# Would you sell a 500mm f/4 IS for a 300mm 2.8?



## Maxaperture (Aug 29, 2013)

So having read the forum for a couple of years, finally have a question that needs your experienced opinions.

I had a 7D, and used it with my 500mm f/4.0 IS for shooting small birds (and big ones if they came along).
The combination was great, but I was never really happy with the IQ of the 7D.
However, with my other photography such as street and equine, I always felt that the images from the 7D were lacking a natural look, especially as I was cropping to 100-150%.

So I bought a 5DmkII, and I was blown away by the IQ, I loved it.
By the time the 5dMkIII had been out for a year, I'd stopped using the 7D, and had also swung towards the equine photography.

So, I now only have a 5D mkIII which I use 90% of the time with a 70-20mm 2.8 mkII, and a 500mm sat in the corner.
I have a 2x mkIII which I bought instead of the 100-400 to use with the 70-200, and it's awesome.

Should I exchange my 500mm for the 300mm 2.8 mkII, would the 300mm with the 2x mkIII give my IQ that near to the 500mm f/4? Considering it would be just for occasional use.

Such a hard decision, especially as I no longer have the crop factor of the 7D. If only the 7D mkII would appear with an 18Mp 1.3x crop sensor...... (similar to the 1D mkIV)

Opinions please.


----------



## gferdinandsen (Aug 29, 2013)

The 300 f/2.8 II is an awesome lens. With IS engaged, it's possible to handhold. It's even possible to use as a macro with extension tubes. I just evaluated the lens last week from CPS and fell in love, too bad I don't and extra $7500 laying around.

I also tested it with the 2x Tele-Extender Mark III and it still had good IQ.

The 300 is, in my opinion, a more useful focal length than the 500.

If I were you, I would swap lenses.


----------



## Maxaperture (Aug 29, 2013)

Many thanks gferdinandsen, me thinks this thread is gonna cost me more money


----------



## nomad85 (Aug 29, 2013)

I agree with above that the switch makes sense, but to keep IQ top notch, I would opt for an 1.4 TC extra.
The 300with 1.4TC gives 420mm, not quite the 500mm, but is a really good combi with the 300 if you look at IQ.

The 2.0 TC works good with the 300, but a 2TC by design will kill some of your IQ.....the 1.4 is less harsh on IQ.

● **Dataset rows**:
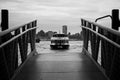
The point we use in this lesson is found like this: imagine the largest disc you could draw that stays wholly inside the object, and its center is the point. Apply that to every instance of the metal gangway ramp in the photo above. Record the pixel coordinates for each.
(66, 66)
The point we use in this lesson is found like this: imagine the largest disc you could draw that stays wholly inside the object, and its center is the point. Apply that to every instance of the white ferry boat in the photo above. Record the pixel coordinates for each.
(59, 41)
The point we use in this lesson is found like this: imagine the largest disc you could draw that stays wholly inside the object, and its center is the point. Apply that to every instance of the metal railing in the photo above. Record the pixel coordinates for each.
(106, 39)
(14, 42)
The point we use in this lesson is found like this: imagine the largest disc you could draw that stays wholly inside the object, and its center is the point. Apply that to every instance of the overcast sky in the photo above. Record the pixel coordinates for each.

● **Task instructions**:
[a] Answer these questions about the lens thread, one answer per line, marked (i), (ii) and (iii) to match.
(i) Which camera did the first poster originally use with the 500mm f/4.0 IS?
(ii) According to gferdinandsen, what can be added to the 300 f/2.8 II so that it can be used as a macro lens?
(iii) What focal length does nomad85 say the 300 gives with a 1.4 TC?
[b] Write out, word for word, the part of the lens thread that opens with the words containing "I had a 7D, and" and closes with "IQ of the 7D.".
[c] Write the next part of the lens thread, picking up right after its last sentence.

● **Answer set**:
[a]
(i) A 7D.
(ii) Extension tubes.
(iii) 420mm.

[b]
I had a 7D, and used it with my 500mm f/4.0 IS for shooting small birds (and big ones if they came along).
The combination was great, but I was never really happy with the IQ of the 7D.

[c]
I rather have a razor sharp 420mm, like I am used to having with the 70-200 2.8 IS II and 300 2.8, then a 600mm 5.6 that's OK, but not quite like the others.


----------



## AlanF (Aug 29, 2013)

nomad85 said:


> I agree with above that the switch makes sense, but to keep IQ top notch, I would opt for an 1.4 TC extra.
> The 300with 1.4TC gives 420mm, not quite the 500mm, but is a really good combi with the 300 if you look at IQ.
> 
> The 2.0 TC works good with the 300, but a 2TC by design will kill some of your IQ.....the 1.4 is less harsh on IQ.
> ...



I regularly use the 300mm f/2.8 II with both the 1.4x III and 2xTC III on a 5DIII (that means is at least 1 day/week). The performance of both combinations is awesome.

The 300 at 420mm with the 1.4x is at least as good as the 200-400mm at 400mm according to Canon MTFs and the TDP site, and the 300 at 600mm with the 2x is better than the 200-400mm at 560mm, with its TC kicked in.

I can assure that for photographing birds in the distance, the 300 at 600mm with the 2x gives better results than the 300 at 420mm with the 1.4xTC - any marginal loss in resolution (and it is a tiny loss) is far outweighed by the extra length of the lens. And, they are much lighter than the 500mm.


----------



## K-amps (Aug 29, 2013)

I have not used the 500mm, BUT I also have a 70-200ii with the 2x iii, which I like. I tested a 300 f2.8ii at BH with a 2x iii, and was blown away by how sharp the lens was at 600mm f5.6 (with the TC). It was sharper than the 70-200 with TC.

The weight threw me off and since I do not make money off this hobby, I decided to delay gratification for now... 

hope this helps.


----------



## Apop (Aug 29, 2013)

I have done exactly this....

Changed my 500 f4IS to a 300 f2.8 IS II, without paying extra.

I do not regret it at all , the bare 300 is great and light, super fast AF and f2.8
With a 1.4 converter it's hard to notice the difference in IQ and AF speed compared to the bare 300, it is faster than the 500 f4 was bare( sharper imo as well).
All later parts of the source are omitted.